The first case cited is Hardee v. Southern Farm Bureau Casualty Insurance Company, 127 So.2d 220 (La.App. 1961). It is cited for the proposition that the term `commercial automobile' is not an ambiguous term, but has a meaning readily ascertainable in the plain, ordinary and popular sense of the language used. However, the facts of the case are clearly distinguishable from the case at bar. The truck upon which the decedent in Hardee was killed was owned and used by him to transport pulpwood for the purpose of selling it for a profit. The court held that under these circumstances, the truck was clearly a commercial automobile, in the ordinary and popular meaning of the vehicle. In the case at bar, the truck was not used with a view toward profit by either its owner, the U.S. Government, nor by its driver, decedent. There was no public market.
The case of Kirk v. Nationwide Mutual Insurance Company,254 N.C. 651, 119 S.E.2d 645 (1961) is also not in point. In that case, the truck in question (a 2 1/2 ton Chevrolet maintenance truck) was used principally in the business of the Southern Railway Company and the court therefore held it was a `commercial automobile'. Thus, that quoted portion set out in the majority opinion, i.e., `The test is the character of the use of the vehicle taken into consideration with the form of the car,' is not at all applicable to the case at bar, in that it pertains to the business of the deceased's employer, Southern Railway Company, and such business being commercial in nature, caused such truck to be considered a `commercial automobile'.
The majority cites the case of Bauerle v. State Farm Mutual Automobile Insurance Company of Bloomington, Illinois,153 N.W.2d 92 (N.D.Sup. 1967), for the proposition that the mere fact that a vehicle is not actually used by the driver to haul for `profit' is not conclusive in determining whether that particular vehicle is `commercial'. However, that case does not support that proposition at all. But, that court on the contrary held that: `The words `commercial use' connote use in a business in which one is engaged for profit.'
In Voelker v. Travelers Indemnity Company, 260 F.2d 275 (C.C.A. 7th Cir. 1958), also cited by the majority, the plaintiff was operating a National Guard truck returning from a two-week summer encampment when the driver was involved in an accident while in a military convoy. He sought a declaratory judgment for a determination of whether he was covered by his policy with the defendant insurance company. The policy exclusion in the Voelker case made no reference to `commercial vehicles'. It provided only that the insurance agreement did not apply to any automobile while used in a business or occupation of the named insured or spouse. The court, in holding that the vehicle was used in a business or occupation of such named insured, made no reference to business in the commercial sense, or as to profit.

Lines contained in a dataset
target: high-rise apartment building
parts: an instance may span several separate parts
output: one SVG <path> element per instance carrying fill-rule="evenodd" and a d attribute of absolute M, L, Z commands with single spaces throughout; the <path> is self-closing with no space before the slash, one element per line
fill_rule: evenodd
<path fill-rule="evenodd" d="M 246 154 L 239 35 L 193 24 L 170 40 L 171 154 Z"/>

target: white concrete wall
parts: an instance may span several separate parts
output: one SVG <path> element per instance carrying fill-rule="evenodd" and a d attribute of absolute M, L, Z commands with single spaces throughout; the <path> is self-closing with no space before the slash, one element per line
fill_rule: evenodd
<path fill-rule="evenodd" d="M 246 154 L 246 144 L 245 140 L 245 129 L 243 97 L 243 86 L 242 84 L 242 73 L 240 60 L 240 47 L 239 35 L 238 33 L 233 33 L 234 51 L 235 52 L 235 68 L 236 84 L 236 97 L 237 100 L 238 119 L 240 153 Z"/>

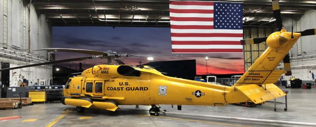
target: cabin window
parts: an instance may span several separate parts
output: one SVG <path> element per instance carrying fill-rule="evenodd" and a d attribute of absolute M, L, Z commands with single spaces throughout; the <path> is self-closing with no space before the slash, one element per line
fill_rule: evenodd
<path fill-rule="evenodd" d="M 102 82 L 96 82 L 95 83 L 95 91 L 96 93 L 102 93 Z"/>
<path fill-rule="evenodd" d="M 69 82 L 71 81 L 71 78 L 69 78 L 65 85 L 65 89 L 69 89 Z"/>
<path fill-rule="evenodd" d="M 85 92 L 87 93 L 92 93 L 92 86 L 93 83 L 92 82 L 87 82 L 85 87 Z"/>

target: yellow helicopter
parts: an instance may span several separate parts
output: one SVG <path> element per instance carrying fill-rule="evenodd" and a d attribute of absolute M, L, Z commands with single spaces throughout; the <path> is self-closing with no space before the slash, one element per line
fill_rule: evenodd
<path fill-rule="evenodd" d="M 275 4 L 273 3 L 274 13 L 278 14 L 280 20 L 278 2 Z M 281 21 L 276 19 L 277 23 L 281 22 Z M 150 115 L 158 115 L 160 112 L 159 104 L 177 105 L 178 109 L 181 110 L 183 105 L 223 106 L 247 101 L 259 103 L 285 95 L 273 84 L 285 71 L 275 69 L 301 36 L 316 33 L 316 29 L 299 32 L 286 32 L 284 28 L 280 29 L 267 37 L 241 41 L 243 44 L 266 41 L 269 47 L 232 86 L 167 76 L 150 66 L 111 65 L 113 59 L 123 64 L 116 58 L 131 56 L 112 51 L 46 48 L 39 50 L 80 52 L 92 56 L 0 71 L 86 59 L 107 58 L 108 65 L 97 65 L 87 69 L 81 75 L 70 78 L 66 84 L 62 103 L 76 106 L 79 112 L 88 108 L 115 111 L 119 105 L 146 105 L 152 106 Z"/>

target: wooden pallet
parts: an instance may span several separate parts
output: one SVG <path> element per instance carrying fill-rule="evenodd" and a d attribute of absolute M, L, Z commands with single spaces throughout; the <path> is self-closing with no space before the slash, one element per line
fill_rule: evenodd
<path fill-rule="evenodd" d="M 29 105 L 32 102 L 32 100 L 31 98 L 22 98 L 22 105 L 27 106 Z M 20 102 L 20 98 L 2 98 L 0 99 L 0 101 L 17 101 Z"/>
<path fill-rule="evenodd" d="M 14 109 L 17 107 L 18 103 L 17 101 L 0 101 L 0 109 Z"/>

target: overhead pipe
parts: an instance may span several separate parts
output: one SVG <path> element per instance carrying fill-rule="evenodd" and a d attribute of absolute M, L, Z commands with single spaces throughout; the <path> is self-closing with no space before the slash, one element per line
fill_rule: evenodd
<path fill-rule="evenodd" d="M 34 60 L 34 59 L 30 59 L 30 58 L 26 58 L 26 57 L 22 57 L 22 56 L 18 56 L 17 55 L 13 55 L 13 54 L 8 54 L 7 53 L 4 53 L 4 52 L 0 52 L 0 53 L 3 54 L 4 54 L 4 55 L 10 55 L 10 56 L 13 56 L 13 57 L 18 57 L 18 58 L 22 58 L 22 59 L 28 59 L 28 60 L 30 60 L 35 61 L 39 62 L 41 62 L 41 63 L 43 62 L 40 61 L 38 61 L 38 60 Z"/>
<path fill-rule="evenodd" d="M 226 120 L 238 120 L 238 121 L 245 121 L 260 122 L 260 123 L 274 123 L 274 124 L 279 124 L 316 127 L 316 123 L 303 123 L 303 122 L 290 122 L 290 121 L 284 121 L 270 120 L 265 120 L 265 119 L 227 117 L 227 116 L 211 116 L 211 115 L 198 115 L 198 114 L 193 114 L 172 112 L 167 112 L 167 111 L 162 111 L 162 113 L 164 114 L 173 114 L 173 115 L 182 115 L 182 116 L 199 117 L 226 119 Z"/>
<path fill-rule="evenodd" d="M 31 52 L 31 5 L 32 3 L 32 0 L 30 0 L 30 3 L 29 3 L 29 6 L 28 6 L 28 10 L 29 11 L 29 15 L 28 15 L 28 27 L 29 27 L 29 46 L 28 46 L 28 52 Z"/>
<path fill-rule="evenodd" d="M 7 49 L 4 49 L 4 48 L 0 48 L 0 50 L 4 50 L 4 51 L 9 51 L 9 52 L 10 52 L 10 53 L 11 53 L 11 52 L 12 52 L 12 53 L 22 53 L 22 54 L 23 54 L 23 53 L 26 53 L 26 54 L 27 54 L 31 55 L 31 54 L 30 54 L 30 53 L 27 53 L 27 52 L 15 52 L 15 51 L 11 51 L 11 50 L 7 50 Z M 6 53 L 6 53 L 5 53 L 5 52 L 2 52 L 2 53 Z M 14 55 L 14 56 L 15 56 L 15 55 Z M 29 56 L 29 57 L 32 57 L 32 58 L 35 58 L 35 59 L 38 59 L 38 60 L 43 60 L 43 61 L 47 61 L 47 60 L 46 60 L 42 59 L 40 59 L 40 58 L 37 58 L 37 57 L 33 57 L 33 56 L 30 56 L 30 55 L 28 55 L 28 56 Z M 23 57 L 23 58 L 24 58 L 24 57 Z M 41 61 L 40 61 L 40 62 L 41 62 Z"/>

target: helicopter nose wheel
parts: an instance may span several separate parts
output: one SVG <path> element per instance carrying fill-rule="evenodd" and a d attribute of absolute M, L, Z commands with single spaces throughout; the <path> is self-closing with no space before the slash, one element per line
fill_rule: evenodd
<path fill-rule="evenodd" d="M 151 115 L 155 115 L 158 116 L 159 115 L 159 113 L 160 112 L 160 106 L 157 106 L 156 105 L 152 105 L 152 108 L 149 109 L 149 114 Z"/>

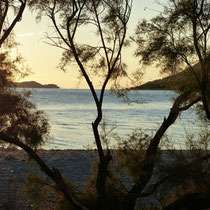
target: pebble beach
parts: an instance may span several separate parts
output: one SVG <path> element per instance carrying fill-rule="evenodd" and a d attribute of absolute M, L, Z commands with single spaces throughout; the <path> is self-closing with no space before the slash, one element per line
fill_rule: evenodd
<path fill-rule="evenodd" d="M 95 151 L 86 150 L 38 150 L 37 153 L 52 168 L 69 178 L 81 189 L 91 173 Z M 30 173 L 39 174 L 37 164 L 24 151 L 0 149 L 0 209 L 30 209 L 23 183 Z"/>

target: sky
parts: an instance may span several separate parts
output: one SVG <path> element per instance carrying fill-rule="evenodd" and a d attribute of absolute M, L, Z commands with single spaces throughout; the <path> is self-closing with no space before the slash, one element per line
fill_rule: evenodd
<path fill-rule="evenodd" d="M 145 9 L 147 8 L 147 9 Z M 134 0 L 130 21 L 128 24 L 128 36 L 134 33 L 135 26 L 140 19 L 152 18 L 158 14 L 159 5 L 155 0 Z M 85 89 L 88 88 L 84 80 L 78 79 L 78 69 L 69 67 L 66 72 L 59 70 L 63 50 L 46 44 L 45 32 L 51 30 L 50 20 L 43 18 L 36 23 L 35 12 L 31 13 L 28 9 L 24 11 L 22 20 L 15 26 L 16 39 L 20 43 L 18 51 L 25 58 L 27 65 L 32 72 L 20 81 L 37 81 L 41 84 L 57 84 L 61 88 Z M 87 39 L 87 35 L 81 35 Z M 89 38 L 89 37 L 88 37 Z M 123 61 L 128 65 L 128 72 L 132 72 L 139 67 L 138 58 L 134 56 L 135 46 L 126 49 L 123 53 Z M 142 82 L 160 78 L 156 68 L 147 68 Z M 125 81 L 124 81 L 125 82 Z M 96 88 L 100 88 L 98 81 L 94 81 Z M 123 85 L 123 84 L 122 84 Z"/>

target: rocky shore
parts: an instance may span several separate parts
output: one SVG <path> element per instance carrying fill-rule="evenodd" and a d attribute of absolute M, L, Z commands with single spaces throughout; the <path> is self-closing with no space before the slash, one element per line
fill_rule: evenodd
<path fill-rule="evenodd" d="M 81 189 L 91 173 L 95 151 L 39 150 L 40 157 L 49 167 L 55 167 Z M 39 167 L 25 152 L 0 149 L 0 209 L 30 209 L 30 202 L 22 191 L 30 173 L 40 173 Z"/>

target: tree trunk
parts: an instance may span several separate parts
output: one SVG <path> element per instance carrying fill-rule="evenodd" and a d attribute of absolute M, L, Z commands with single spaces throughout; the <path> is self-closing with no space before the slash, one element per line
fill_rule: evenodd
<path fill-rule="evenodd" d="M 124 198 L 123 210 L 133 210 L 135 208 L 137 198 L 141 194 L 144 187 L 150 181 L 153 173 L 158 146 L 161 138 L 163 137 L 167 129 L 176 121 L 181 111 L 190 108 L 193 104 L 197 103 L 200 100 L 200 98 L 197 98 L 189 105 L 180 108 L 180 104 L 184 101 L 185 97 L 186 94 L 182 94 L 177 97 L 168 117 L 166 119 L 164 118 L 162 125 L 151 140 L 150 145 L 146 151 L 146 156 L 140 171 L 140 175 L 138 177 L 138 181 L 134 184 L 132 189 L 127 193 L 127 195 Z"/>

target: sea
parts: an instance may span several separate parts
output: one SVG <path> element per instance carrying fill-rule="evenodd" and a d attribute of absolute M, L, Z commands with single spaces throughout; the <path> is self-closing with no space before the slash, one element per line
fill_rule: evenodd
<path fill-rule="evenodd" d="M 92 122 L 96 105 L 89 90 L 30 89 L 31 100 L 43 110 L 50 124 L 50 140 L 44 149 L 95 148 Z M 100 91 L 97 91 L 99 94 Z M 109 147 L 116 148 L 117 139 L 126 140 L 137 129 L 154 135 L 167 117 L 176 93 L 169 90 L 132 90 L 127 98 L 119 98 L 107 90 L 103 102 L 103 124 Z M 193 108 L 184 111 L 168 129 L 167 138 L 176 147 L 184 145 L 189 131 L 199 130 Z M 100 128 L 101 132 L 103 129 Z"/>

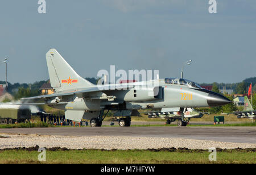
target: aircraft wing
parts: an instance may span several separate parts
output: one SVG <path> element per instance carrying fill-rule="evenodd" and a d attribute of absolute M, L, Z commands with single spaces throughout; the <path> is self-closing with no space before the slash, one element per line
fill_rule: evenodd
<path fill-rule="evenodd" d="M 117 90 L 120 89 L 129 89 L 133 88 L 133 85 L 118 85 L 118 86 L 94 86 L 92 88 L 86 88 L 80 89 L 73 89 L 70 90 L 63 91 L 59 93 L 55 93 L 49 95 L 43 95 L 32 97 L 23 98 L 20 99 L 22 105 L 41 105 L 45 104 L 44 102 L 48 99 L 52 99 L 57 98 L 60 96 L 71 95 L 78 94 L 85 94 L 86 93 L 93 92 L 103 92 L 105 93 L 110 90 Z"/>

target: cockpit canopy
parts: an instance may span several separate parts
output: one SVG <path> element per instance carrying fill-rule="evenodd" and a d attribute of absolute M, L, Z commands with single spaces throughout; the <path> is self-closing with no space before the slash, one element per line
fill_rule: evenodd
<path fill-rule="evenodd" d="M 203 89 L 200 86 L 199 86 L 195 82 L 183 78 L 164 78 L 164 82 L 166 82 L 166 84 L 185 85 L 191 88 Z"/>

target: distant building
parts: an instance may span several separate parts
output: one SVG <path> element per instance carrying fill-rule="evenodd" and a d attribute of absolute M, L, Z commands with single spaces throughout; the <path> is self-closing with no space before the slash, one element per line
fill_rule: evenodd
<path fill-rule="evenodd" d="M 119 81 L 119 84 L 128 84 L 130 82 L 137 82 L 135 80 L 121 80 Z"/>
<path fill-rule="evenodd" d="M 231 95 L 234 92 L 233 89 L 219 89 L 220 92 L 222 94 L 228 94 L 229 95 Z"/>
<path fill-rule="evenodd" d="M 233 101 L 237 106 L 243 106 L 245 102 L 245 97 L 238 96 L 237 98 L 234 98 Z"/>
<path fill-rule="evenodd" d="M 206 90 L 212 90 L 213 86 L 200 86 L 204 89 L 205 89 Z"/>
<path fill-rule="evenodd" d="M 49 95 L 55 91 L 53 88 L 51 86 L 51 84 L 44 84 L 39 89 L 43 95 Z"/>

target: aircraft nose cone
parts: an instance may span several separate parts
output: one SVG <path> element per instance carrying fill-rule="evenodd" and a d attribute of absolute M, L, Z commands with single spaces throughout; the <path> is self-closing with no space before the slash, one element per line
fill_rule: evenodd
<path fill-rule="evenodd" d="M 210 107 L 222 106 L 231 102 L 228 98 L 215 93 L 209 94 L 207 98 L 207 103 Z"/>

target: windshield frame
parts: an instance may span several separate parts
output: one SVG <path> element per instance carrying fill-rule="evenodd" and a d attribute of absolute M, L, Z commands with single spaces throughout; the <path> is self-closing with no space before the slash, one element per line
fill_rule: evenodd
<path fill-rule="evenodd" d="M 187 86 L 189 88 L 193 89 L 203 89 L 197 83 L 184 78 L 166 78 L 164 83 L 172 85 L 179 85 L 181 86 Z"/>

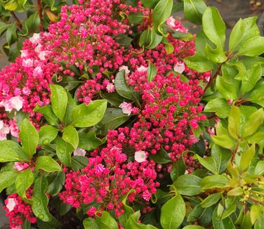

- _Tasks to carry out_
1. Answer these questions using the passage on commercial-automobile cases:
(a) What did the decedent in Hardee use his truck to transport?
(b) In whose business was the truck in Kirk principally used?
(c) What kind of truck was the plaintiff in Voelker operating when the accident occurred?
2. Decide whether each statement agrees with the passage on commercial-automobile cases. Answer yes or no and quote the words that settle it.
(a) The truck in Kirk was a 2 1/2 ton Chevrolet maintenance truck.
(b) The policy exclusion in Voelker referred to commercial vehicles.
(c) In the case at bar, the truck was owned by the U.S. Government.
3. Carry the passage on commercial-automobile cases forward from its final sentence.
The lines have no connection to the passage on commercial-automobile cases.

- _Answers to the exercise_
1.
(a) Pulpwood, which he transported to sell for a profit.
(b) The Southern Railway Company.
(c) A National Guard truck.

2.
(a) Yes: "the truck in question (a 2 1/2 ton Chevrolet maintenance truck)"
(b) No: "The policy exclusion in the Voelker case made no reference to `commercial vehicles'."
(c) Yes: "either its owner, the U.S. Government"

3.
The same holdings with reference to the same provision of the insurance policy as in the Voelker case are found in Blackwell v. United States, 321 F.2d 96 (C.C.A. 5th Cir. 1963); and Allstate Insurance Co. v. Hoffman, 21 Ill. App.2d 314,158 N.E.2d 428 (1959). Because no reference is made to `commerce', `commercial automobile' or profit in any of the policies in the above cases, the usual or customary meaning of the term `commercial' was not considered. These cases do not support the majority's position. In fact, in Glisson v. State Farm Mutual Automobile Insurance Company, *Page 148 246 S.C. 76, 142 S.E.2d 447 (1965), the court (contrary to the majority's position) held that a `jeep' (military vehicle) was not such a vehicle in the insured's business or occupation and held that such an exclusion was not applicable. The definition or application of the term `commercial automobile' had escaped the attention of all of the courts, including Texas.
I would grant the motion for rehearing and affirm the judgment of the trial court.